Recorded data ▸
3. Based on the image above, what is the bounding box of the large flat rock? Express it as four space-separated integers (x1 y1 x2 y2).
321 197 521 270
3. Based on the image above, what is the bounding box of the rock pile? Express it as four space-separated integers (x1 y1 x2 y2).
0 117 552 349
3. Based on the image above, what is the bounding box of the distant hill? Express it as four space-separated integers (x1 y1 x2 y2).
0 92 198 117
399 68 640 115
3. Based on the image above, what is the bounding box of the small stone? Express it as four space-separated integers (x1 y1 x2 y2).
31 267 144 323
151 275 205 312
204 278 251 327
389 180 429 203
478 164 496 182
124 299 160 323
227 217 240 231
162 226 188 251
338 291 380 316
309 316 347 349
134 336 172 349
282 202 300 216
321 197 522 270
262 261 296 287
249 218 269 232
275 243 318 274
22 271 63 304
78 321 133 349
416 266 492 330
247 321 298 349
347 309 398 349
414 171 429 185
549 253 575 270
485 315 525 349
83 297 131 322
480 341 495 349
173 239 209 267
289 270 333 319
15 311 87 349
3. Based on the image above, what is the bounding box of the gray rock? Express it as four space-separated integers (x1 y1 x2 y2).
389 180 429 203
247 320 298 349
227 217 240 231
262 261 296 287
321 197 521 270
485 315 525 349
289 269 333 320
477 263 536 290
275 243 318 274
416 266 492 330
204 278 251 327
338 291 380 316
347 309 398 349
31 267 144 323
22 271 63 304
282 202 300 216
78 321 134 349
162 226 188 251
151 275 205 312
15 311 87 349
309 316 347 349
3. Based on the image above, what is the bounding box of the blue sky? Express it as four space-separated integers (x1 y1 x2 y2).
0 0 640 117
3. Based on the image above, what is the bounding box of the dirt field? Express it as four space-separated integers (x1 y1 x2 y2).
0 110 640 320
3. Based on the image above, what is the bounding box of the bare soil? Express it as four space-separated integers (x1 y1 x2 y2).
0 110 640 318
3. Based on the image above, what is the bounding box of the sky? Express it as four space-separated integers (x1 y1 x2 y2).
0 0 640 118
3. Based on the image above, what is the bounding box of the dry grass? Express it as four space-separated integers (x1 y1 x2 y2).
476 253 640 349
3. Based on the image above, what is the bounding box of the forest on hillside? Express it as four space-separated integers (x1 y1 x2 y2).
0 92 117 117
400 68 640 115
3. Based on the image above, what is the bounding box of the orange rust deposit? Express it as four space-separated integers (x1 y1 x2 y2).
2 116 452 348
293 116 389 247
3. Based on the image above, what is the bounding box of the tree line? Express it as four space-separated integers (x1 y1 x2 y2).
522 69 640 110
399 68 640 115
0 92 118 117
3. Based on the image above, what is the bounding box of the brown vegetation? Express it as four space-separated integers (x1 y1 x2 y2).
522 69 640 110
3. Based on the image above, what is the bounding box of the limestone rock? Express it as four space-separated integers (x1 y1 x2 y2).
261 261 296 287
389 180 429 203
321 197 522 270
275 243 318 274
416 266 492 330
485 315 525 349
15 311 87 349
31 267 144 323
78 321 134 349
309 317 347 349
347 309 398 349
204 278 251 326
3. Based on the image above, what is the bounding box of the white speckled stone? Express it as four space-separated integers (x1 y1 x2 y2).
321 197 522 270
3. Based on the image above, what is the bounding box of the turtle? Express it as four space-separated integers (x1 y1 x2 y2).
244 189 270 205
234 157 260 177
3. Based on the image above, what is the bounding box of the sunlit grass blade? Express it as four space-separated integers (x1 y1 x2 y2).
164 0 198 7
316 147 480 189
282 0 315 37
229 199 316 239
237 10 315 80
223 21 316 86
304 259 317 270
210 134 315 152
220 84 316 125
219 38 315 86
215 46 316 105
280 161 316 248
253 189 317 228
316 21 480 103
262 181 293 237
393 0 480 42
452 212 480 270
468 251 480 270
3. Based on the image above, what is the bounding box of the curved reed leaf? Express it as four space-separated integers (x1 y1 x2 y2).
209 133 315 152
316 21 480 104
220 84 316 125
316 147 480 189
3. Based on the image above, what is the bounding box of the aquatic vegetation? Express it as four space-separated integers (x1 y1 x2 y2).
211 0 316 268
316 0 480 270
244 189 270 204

What you are asked to do ▸
Reproduce the lines above verbatim, from first to last.

Output for this task ▸
3. Based on the image above, what is the bounding box of the large flat rock? Express it as four space-separated integers (x1 y1 x2 y2).
321 197 521 270
3. Based on the image above, what is the bounding box of the rock pile? Express it as four space-separated integers (x1 y1 x2 y2).
0 117 552 349
3. Based on the image above, what is the bounding box of the distant hill? Express it as four space-separated integers (x1 y1 x2 y2).
0 92 198 117
399 68 640 115
3. Based on the image above, what is the bounding box of the small stone? Express it as four space-separated integers (x1 y1 x2 y2).
31 267 144 323
151 275 205 312
204 278 251 327
389 180 429 203
478 164 496 182
124 299 160 323
227 217 240 231
162 226 188 251
338 291 380 316
309 316 347 349
134 336 172 349
282 202 300 216
321 197 522 270
262 261 296 287
249 218 269 232
275 243 318 274
22 271 63 304
78 321 133 349
416 266 492 330
247 321 298 349
347 309 398 349
414 171 429 185
549 253 575 270
485 315 525 349
83 297 131 322
480 341 495 349
173 239 209 267
289 270 333 319
15 311 87 349
3. Based on the image above, what is the bounding box of the gray rock? Express it as four space-separated integers (x1 y1 x2 y2).
389 180 429 203
247 320 298 349
227 217 240 231
262 261 296 287
321 197 521 270
485 315 525 349
289 269 333 320
477 263 536 290
275 243 318 274
416 266 492 330
204 278 251 327
338 291 380 316
347 309 398 349
31 267 144 323
22 271 63 304
282 202 300 216
78 321 134 349
162 226 188 251
151 275 205 312
15 311 87 349
309 316 347 349
3. Based on the image above, what is the bounding box of the blue sky? Express it as four space-separated integers (x1 y1 x2 y2).
0 0 640 117
3. Based on the image above, what is the bounding box of the dirt field? Express it as four space-separated integers (x1 y1 x2 y2).
0 110 640 320
3. Based on the image above, what is the bounding box of the bare soil? Express it as four space-separated integers (x1 y1 x2 y2).
0 110 640 318
3. Based on the image above, what is the bounding box of the sky? Express it as four space-separated integers (x1 y1 x2 y2).
0 0 640 118
3. Based on the image above, what is the bounding box of the dry grass? Express it as four space-separated integers (x1 y1 x2 y2).
476 253 640 349
3. Based on the image above, what is the bounding box of the forest on hillside? Express it as four space-separated integers (x1 y1 x2 y2).
0 92 117 117
400 68 640 115
3. Based on the image above, what is the bounding box of the orange rust deposit? Express it as four space-separated integers (x1 y1 x2 y2).
2 116 452 348
293 116 389 247
3. Based on the image above, what is the bounding box of the tree line? Express it as four space-separated integers (x1 y1 x2 y2).
522 69 640 110
399 68 640 115
0 92 118 117
3. Based on the image above, what is the bounding box of the brown vegetation? Express it as four space-separated integers (x1 y1 x2 y2).
522 69 640 110
3. Based on the image above, what is the bounding box of the limestone rock? Express it as four space-separated integers (x1 y1 x2 y2).
261 261 296 287
389 180 429 203
321 197 522 270
275 243 318 274
416 266 492 330
485 315 525 349
15 311 87 349
31 267 144 323
78 321 134 349
309 317 347 349
347 309 398 349
204 278 251 326
3. Based on the image above, what is the bounding box of the white speckled stone? Express it as four space-separated integers (x1 y1 x2 y2).
321 197 522 270
3. Based on the image above, what is the bounding box of the turtle? Express it as four space-separated integers (x1 y1 x2 y2).
244 189 270 205
234 157 260 177
3. Based on the image above, what is the bounding box of the sunlit grass blade? Express it as four space-separated integers (x1 y1 x2 y2).
164 0 198 7
316 147 480 189
282 0 315 37
229 199 316 239
237 10 315 80
223 21 316 86
304 259 317 270
210 134 315 152
220 84 316 125
219 38 315 86
215 46 316 105
280 161 316 248
253 189 317 228
316 21 480 103
262 181 293 237
393 0 480 42
452 212 480 270
468 251 480 270
3. Based on the image above, what is the bounding box of the curved reed leaf? Express it as four space-separated integers (x1 y1 x2 y2).
209 133 315 152
316 21 480 104
220 84 316 125
316 147 480 189
3. Based on the image above, what is the bounding box of the aquatic vegetation? Express it as four space-separated integers (x1 y1 x2 y2).
211 0 316 268
316 0 480 270
244 189 270 204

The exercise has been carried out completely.